But as I mentioned in comment #1, the issue shouldn't be divorced from its overall context. I don't think this is only about the individual decisions of young graduate students, but this truly affects the entire college environment today, at least where there are adjuncts and lecturers. I say this because there's simply no way--no matter all of the long, hard hours--for us adjuncts to teach at the highest level, in the most attentive way, for our students---especially as many adjuncts are compelled to spread out their attention and commitment in many different directions to make ends meet. Teaching so many classes, having little job secutity, and not having the power to give accurate grades for fear of losing our jobs, means that education will only worsen for U.S. students in the near and distant future.

So this isn't just about so-called whining PhDs.

35. ledzep - March 12, 2010 at 03:00 pm

If it needs to be made more obvious that college athletics uses the relationship to pro sports to exploit students, notice that the NBA has instituted a rule such that players have to be at least one year out of high school to enter the draft. It couldn't be more transparent what that is about: it encourages top players to go to college for one year, just to get that out of the way, and everybody (but the player) benefits: the players are effectively forced to go to college for a year, which helps the athletic department sell tickets, milk boosters, etc. The NBA gets players who have been groomed through what is really a minor league program, without having to pay a dime.

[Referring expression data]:

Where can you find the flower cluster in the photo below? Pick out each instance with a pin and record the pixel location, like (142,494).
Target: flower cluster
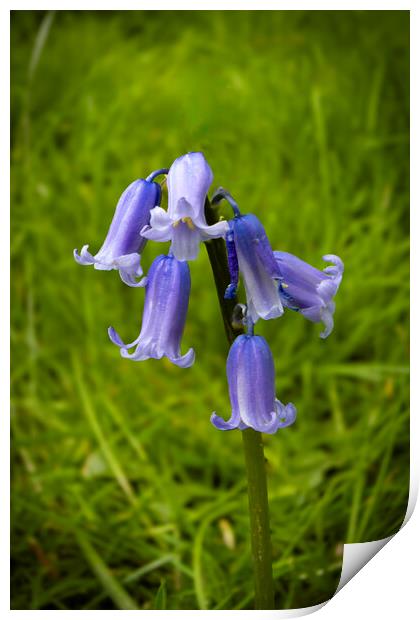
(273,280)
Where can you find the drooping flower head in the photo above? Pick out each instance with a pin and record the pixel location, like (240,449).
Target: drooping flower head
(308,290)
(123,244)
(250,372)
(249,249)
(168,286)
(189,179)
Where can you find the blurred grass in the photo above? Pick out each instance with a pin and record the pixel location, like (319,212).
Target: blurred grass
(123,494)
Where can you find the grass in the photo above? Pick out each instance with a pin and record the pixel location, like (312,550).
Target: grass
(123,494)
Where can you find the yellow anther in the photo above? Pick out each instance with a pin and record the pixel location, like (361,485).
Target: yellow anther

[QUESTIONS]:
a) Reproduce the comment excerpt word for word, between "So this isn't" and "pay a dime.", inclusive.
b) List each number written in digits in the comment excerpt, treating the time of day as a single item.
c) Continue the comment excerpt on adjuncts and college athletics from its last sentence.

[OUTPUTS IN ORDER]:
a)
So this isn't just about so-called whining PhDs.

35. ledzep - March 12, 2010 at 03:00 pm

If it needs to be made more obvious that college athletics uses the relationship to pro sports to exploit students, notice that the NBA has instituted a rule such that players have to be at least one year out of high school to enter the draft. It couldn't be more transparent what that is about: it encourages top players to go to college for one year, just to get that out of the way, and everybody (but the player) benefits: the players are effectively forced to go to college for a year, which helps the athletic department sell tickets, milk boosters, etc. The NBA gets players who have been groomed through what is really a minor league program, without having to pay a dime.

b)
1
35
12
2010
03:00

c)
An interesting twist, while I'm on the subject, is that players can get around this bit of exploitation by going abroad to play professional basketball. That takes a pretty confident 19-year old, however.

36. susca - March 12, 2010 at 03:21 pm

to thatindividual:
You have missed the point. Being fully funded at a top-tier school in your PhD program will not guarantee ANYTHING on the other end in a humanistic discipline. You have not yet reached the point in your career that is the topic of the article. I would suggest that you are in denial.

But good luck. Even with merit, you'll still need luck.

37. dxulib - March 12, 2010 at 04:35 pm

I think the comparison with the fine arts is appropriate. Both my wife and I earned B.F.A degrees from an elite (and very expensive) fine arts college. I was given "the talk" on several occassions,in different ways, and from various professors and peers. I had flirted with the idea of pursuing an M.F.A, and a career as a professor,but as a result of these candid discussions, decided it wasn't for me. We wanted to make art, not necessarily to teach it. My wife and I had few delusions about what we were undertaking. We had no intention of trying to support a family through sales of our work. What we valued was the luxury of being able to engage with world-class faculty and fully develop our intellectual and creative abilities. We simply pursued a path in the discipline about which we were most passionate.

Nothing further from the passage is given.